◆ **EXERCISE**
Go through the material and write it all out exactly, minus the pictures.

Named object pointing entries
━━━━━━━━━━━━━━━━━━━━━━━━━━━━━━
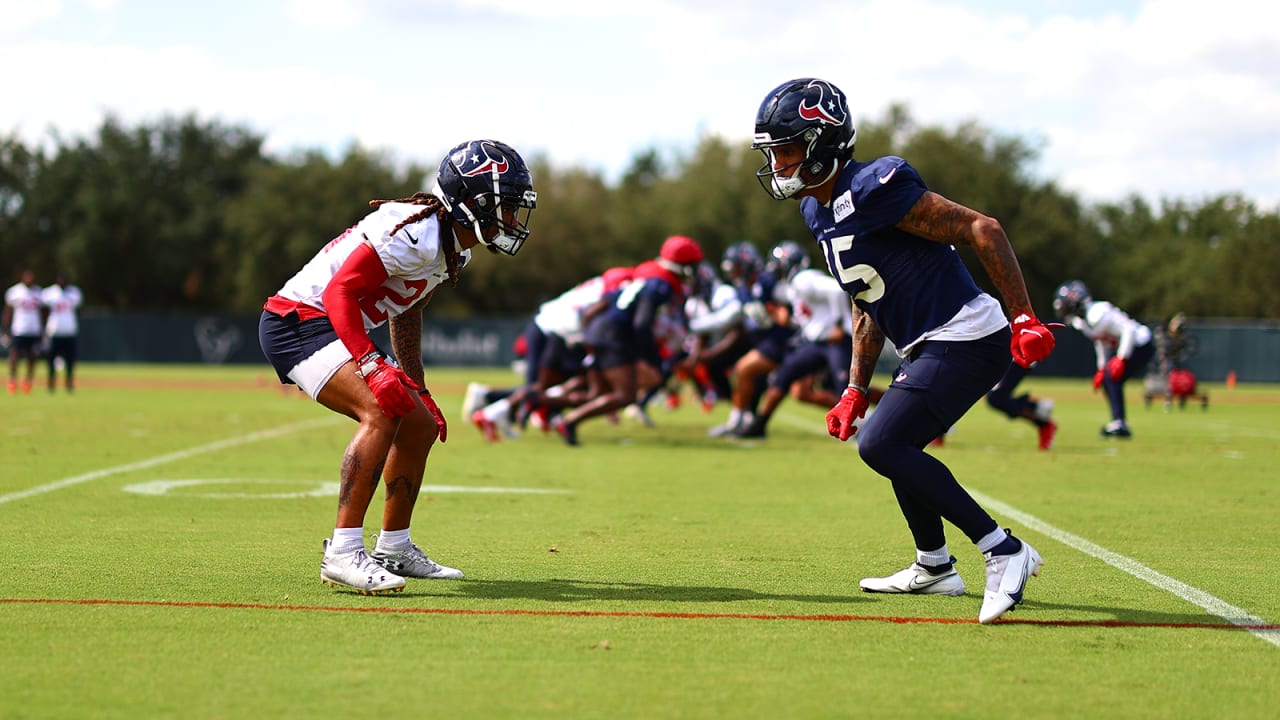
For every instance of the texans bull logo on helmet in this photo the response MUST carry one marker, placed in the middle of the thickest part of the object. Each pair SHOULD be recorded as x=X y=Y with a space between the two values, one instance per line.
x=478 y=163
x=822 y=104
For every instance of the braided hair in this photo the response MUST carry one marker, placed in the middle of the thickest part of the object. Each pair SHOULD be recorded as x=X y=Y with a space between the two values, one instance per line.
x=432 y=205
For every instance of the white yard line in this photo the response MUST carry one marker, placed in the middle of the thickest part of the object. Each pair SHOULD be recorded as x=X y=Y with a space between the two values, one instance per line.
x=164 y=459
x=1210 y=604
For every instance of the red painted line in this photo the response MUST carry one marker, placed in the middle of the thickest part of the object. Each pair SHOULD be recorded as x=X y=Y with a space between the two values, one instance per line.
x=389 y=610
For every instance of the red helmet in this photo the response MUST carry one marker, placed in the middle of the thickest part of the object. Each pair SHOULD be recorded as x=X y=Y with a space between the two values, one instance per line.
x=681 y=250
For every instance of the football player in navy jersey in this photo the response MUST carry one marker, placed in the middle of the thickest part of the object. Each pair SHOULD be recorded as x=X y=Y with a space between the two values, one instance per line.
x=891 y=244
x=620 y=331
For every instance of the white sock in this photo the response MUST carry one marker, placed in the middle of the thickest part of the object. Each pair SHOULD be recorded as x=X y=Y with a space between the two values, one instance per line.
x=393 y=538
x=991 y=540
x=933 y=557
x=347 y=538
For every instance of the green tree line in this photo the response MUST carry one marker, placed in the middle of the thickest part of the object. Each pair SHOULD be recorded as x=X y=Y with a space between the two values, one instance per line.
x=191 y=215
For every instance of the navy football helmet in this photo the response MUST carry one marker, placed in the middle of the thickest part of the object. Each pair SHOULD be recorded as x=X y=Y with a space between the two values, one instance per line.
x=485 y=183
x=1072 y=300
x=813 y=114
x=741 y=260
x=787 y=259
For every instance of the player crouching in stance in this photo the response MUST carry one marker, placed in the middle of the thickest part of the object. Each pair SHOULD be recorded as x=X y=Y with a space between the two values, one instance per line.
x=888 y=241
x=384 y=269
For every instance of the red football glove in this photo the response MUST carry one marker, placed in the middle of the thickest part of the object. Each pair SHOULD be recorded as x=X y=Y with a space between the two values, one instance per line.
x=389 y=383
x=440 y=425
x=1032 y=340
x=851 y=406
x=1115 y=368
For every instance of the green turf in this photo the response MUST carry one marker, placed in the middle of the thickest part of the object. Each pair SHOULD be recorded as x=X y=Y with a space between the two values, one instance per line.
x=731 y=569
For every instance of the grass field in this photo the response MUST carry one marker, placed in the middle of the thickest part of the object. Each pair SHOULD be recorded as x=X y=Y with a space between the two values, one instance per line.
x=163 y=542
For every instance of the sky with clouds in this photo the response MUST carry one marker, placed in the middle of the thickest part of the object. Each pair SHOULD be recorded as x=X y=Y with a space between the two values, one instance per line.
x=1168 y=99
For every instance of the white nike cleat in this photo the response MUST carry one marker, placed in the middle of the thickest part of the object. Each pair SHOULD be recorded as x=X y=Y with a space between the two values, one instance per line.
x=1006 y=577
x=472 y=400
x=412 y=563
x=1043 y=410
x=359 y=572
x=915 y=580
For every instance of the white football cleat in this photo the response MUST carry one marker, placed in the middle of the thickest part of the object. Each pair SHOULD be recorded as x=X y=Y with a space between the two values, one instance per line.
x=412 y=563
x=915 y=580
x=359 y=572
x=1006 y=577
x=472 y=400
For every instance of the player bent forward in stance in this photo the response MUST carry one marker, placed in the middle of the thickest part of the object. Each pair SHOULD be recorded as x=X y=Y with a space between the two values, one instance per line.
x=888 y=241
x=384 y=269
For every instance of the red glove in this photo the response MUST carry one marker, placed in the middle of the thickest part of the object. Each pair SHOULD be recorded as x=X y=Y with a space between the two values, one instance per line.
x=1115 y=368
x=440 y=425
x=853 y=405
x=389 y=383
x=1032 y=340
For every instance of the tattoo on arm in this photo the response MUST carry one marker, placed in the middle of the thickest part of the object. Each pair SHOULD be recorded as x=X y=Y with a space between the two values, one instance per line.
x=936 y=218
x=868 y=343
x=406 y=332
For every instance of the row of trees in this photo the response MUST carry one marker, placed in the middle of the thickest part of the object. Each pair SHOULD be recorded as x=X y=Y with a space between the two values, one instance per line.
x=191 y=215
━━━━━━━━━━━━━━━━━━━━━━━━━━━━━━
◆ **WRITTEN ANSWER**
For every instance of the texans bull logo on helmet in this photo the response MUST carry one marker, placed in the middle of the thickest part of the object. Each pair SHOULD be recorded as x=X y=Y with a space between the two values, one instance per line.
x=478 y=163
x=822 y=104
For every instance of the braided hair in this photo the response MUST carry one marker, placed in the middle of the thickest part of the object. Each pair SHOULD be recorded as x=X y=Y with a space between the two values, one instance per line.
x=432 y=205
For every instance of the white yard line in this photo the response MUST carry one marker, placed in the middle of the thickest part of the object. Each pair SHOULD be recorded as x=X y=Y with a space between the two values, one instance per line.
x=164 y=459
x=1210 y=604
For every instance of the red painted line in this photo the response MUST carry one marker, placed in the middle of the thickest part of the object. Each pair SHOULD be recorded as x=X y=Y with a space between the two values, one instance per line.
x=389 y=610
For every instance of the red helmet in this photo the response MUST carry one marker, placed in the middle of the thickest part of the object. Each pair SHOULD be recorded as x=X y=Y with a space between the two values, one instance per line.
x=681 y=250
For every instance of the football player in navy jersey in this photo the response MUST carry one marker, placed in the middle of the thickest part of the object. Each pair SHOULD be recorded as x=X y=Y with a space between the two values, one instance per line.
x=891 y=244
x=620 y=331
For every instance of the white sock in this photo the response MUST carry one marker, placed in the middle of the thickest part of the object. Each pair SHOULD be recorded as x=X y=Y with a space between the two values, one instance per line.
x=393 y=538
x=991 y=540
x=933 y=557
x=347 y=538
For every instance of the green tree line in this photo the response MUST carry one marker, placed in the middle of the thickest part of the object. Each pair SHOULD be recorded as x=X y=Y with a space between the two values, one instance per line.
x=191 y=215
For every instance of the navy football helmet in this photo the response MUST carry one marker, placed in the middle of the thickest part of the object. Each pair SHOULD be recorded as x=X y=Y with a space between the two values, one instance per line.
x=485 y=183
x=1072 y=300
x=813 y=114
x=741 y=260
x=787 y=259
For every instance of the player crouching in stance in this photo the response MUST carry one marker, placed in the middle of the thickest part of the object. Each pair SHOULD be recorded as x=X y=Y with a space between the two values, one instance per line.
x=888 y=241
x=384 y=269
For every instance of the red football glove in this photo the response MUST carry one marker, placed in the middle of the thickest part of the object. Each pair SHOULD be recorded as x=X y=Y with a space between the two values, one instance per line.
x=389 y=383
x=440 y=425
x=1032 y=340
x=851 y=406
x=1115 y=368
For every instance of the green turf in this photo the response MUST carry one marker, placed in the middle of the thickest part of the object. Each pair SHOULD be recorded as x=X y=Y with a space between the two values, one instance per line.
x=731 y=569
For every instance of the grass field in this photo the response MUST carry one marker, placed in the middle of the thickest part of the object. Each pair SHOULD be recorded as x=X y=Y with a space between the two values, one instance per line.
x=163 y=542
For every instance of the sky with clouds in this photo the response MUST carry one marker, placed in the middle of the thickest part of the object. Each pair SHOULD be recorded as x=X y=Y with a space between the two values, one instance per line.
x=1168 y=99
For every instance of the white nike cleat in this photo the response MUST carry one marker, placed in the middle of the thickest part of the object. Each pair SHOULD be recorded as x=X y=Y with a space between the two values, one instance per line.
x=1006 y=577
x=472 y=400
x=412 y=563
x=1043 y=410
x=359 y=572
x=915 y=580
For every instance of the white football cleat in this photo the response MUST carry one marker, placed in the middle of the thickest part of the object. Each pair SHOULD be recorded as x=X y=Y with a space between the two values, one instance per line.
x=412 y=563
x=915 y=580
x=359 y=572
x=1006 y=577
x=472 y=400
For every instance of the player bent forward in stance in this photo the response MUST carry one marker, placed in the middle of the thickest part of the object. Each pair SHOULD be recorded as x=X y=Y with a space between the two values, one instance per line.
x=888 y=241
x=384 y=269
For every instance of the red glove in this photo the response MUST carry one marker, placed in the middle of the thickest part of the object. Each pair SHOULD be recorded as x=X y=Y with a space between the two values, one instance per line.
x=1115 y=368
x=440 y=425
x=853 y=405
x=389 y=383
x=1032 y=340
For every instance of the tattoo on arm in this photo the response MUST carry one marker, placed in the middle of the thickest part of the object. Each pair SHOULD be recorded as x=X y=Y with a space between the two values, one instance per line.
x=936 y=218
x=868 y=343
x=406 y=332
For every instance of the row of trees in this photo the response MUST carry one marker, placed in the middle of the thickest part of the object. Each pair SHOULD be recorded as x=X y=Y with a space between the two values, one instance per line.
x=191 y=215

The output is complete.